新型コロナウイルスが下半期の中国経済にとって最大のリスク要因

 国家統計局の付報道官が「世界各地で新型コロナウイルスは引き続き、変異しながら拡大しており、世界経済復興にとっての不確実性も増大している。中国経済の回復も、依然として少なくない課題に直面している。生産を制約する要素は増加しており、構造的問題も比較的突出している」と指摘するように、やはり新型コロナウイルス、特にデルタ株の感染拡大は、下半期の中国経済にとって最大の不安要素の一つと言えるでしょう。海外における感染拡大が、中国と諸外国との間の貿易や取引に悪影響を与えるのも必至です。

 低迷する消費に関しては、「ワクチン接種の拡大や有効な感染拡大防止措置の実行を通じて、消費市場は全体的に安定することが期待できる」(同報道官)とのこと。前出の国家衛生健康委員会の馬主任の紹介によれば、8月14日の時点で、全国各地のワクチン接種回数は18.5億回で、すでに7.7億人(人口の約60%)が2回目の接種を終えていて、また、12~17歳の青少年向けの接種に関しても、現在計画や手続きを推し進めているとのことです。

● **資料**
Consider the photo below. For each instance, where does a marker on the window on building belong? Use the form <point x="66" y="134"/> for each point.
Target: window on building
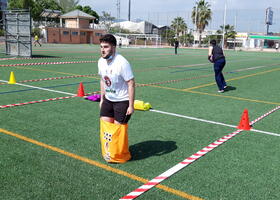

● **作業指示 A**
上の新型コロナウイルスと中国経済に関する文章について、次の(i)~(iii)の記述が本文の内容と合っているかを「はい」か「いいえ」で答え、判断の根拠となる本文の語句をそのまま引用しなさい。(i) 8月14日の時点で、全国各地のワクチン接種回数は18.5億回だった。(ii) 12~17歳の青少年向けの接種はすでに終わっている。(iii) 付報道官は、生産を制約する要素が減っていると述べている。
● **作業指示 B**
上の新型コロナウイルスと中国経済に関する文章の続きを、最後の文の後から書きなさい。

● **解答 A**
(i) はい。「8月14日の時点で、全国各地のワクチン接種回数は18.5億回で」
(ii) いいえ。「12~17歳の青少年向けの接種に関しても、現在計画や手続きを推し進めているとのことです」
(iii) いいえ。「生産を制約する要素は増加しており」

● **解答 B**
 既存のワクチンがデルタ株への感染防止にどれだけ有効かなど、いろいろ疑問は残りますが、中国当局としては、ワクチン接種率の拡大と徹底した感染防止対策で難局を乗り切り、経済への悪影響を最小限に食い止めようとしているのでしょう。付報道官は、今年の中国経済成長率は「前高後低」、すなわち、上半期が高く、下半期は低くなるという趨勢(すうせい)を明言しています。昨年の上半期、特に第1四半期が新型コロナの影響で大打撃を受けた経緯を顧みれば当然ですが、2021年1-3月期の経済成長率(GDP:国内総生産)が18.3%増(前年同期比)、1-3月期で7.9%増(同)と推移してきた中で、これが第3四半期、第4四半期にどうつながっていくのか見ものです。

 7月の景気減速も受けて、各国の金融機関は、通年の成長率を下方修正しています。私自身は、それでも8%前後に落ち着くだろうとみていますが、国内外の新型コロナウイルスの感染拡大状況いかんでは、李克強(リー・カーチャン)首相が3月の全人代で披露した「6%以上」という年間目標を何とか達成、という辺りまで低迷する可能性もなきにしもあらず、といえるでしょう。下半期は、上半期以上に、中国経済にとってのリスク要因が顕在化し、マーケットを揺さぶってくると私は見ています。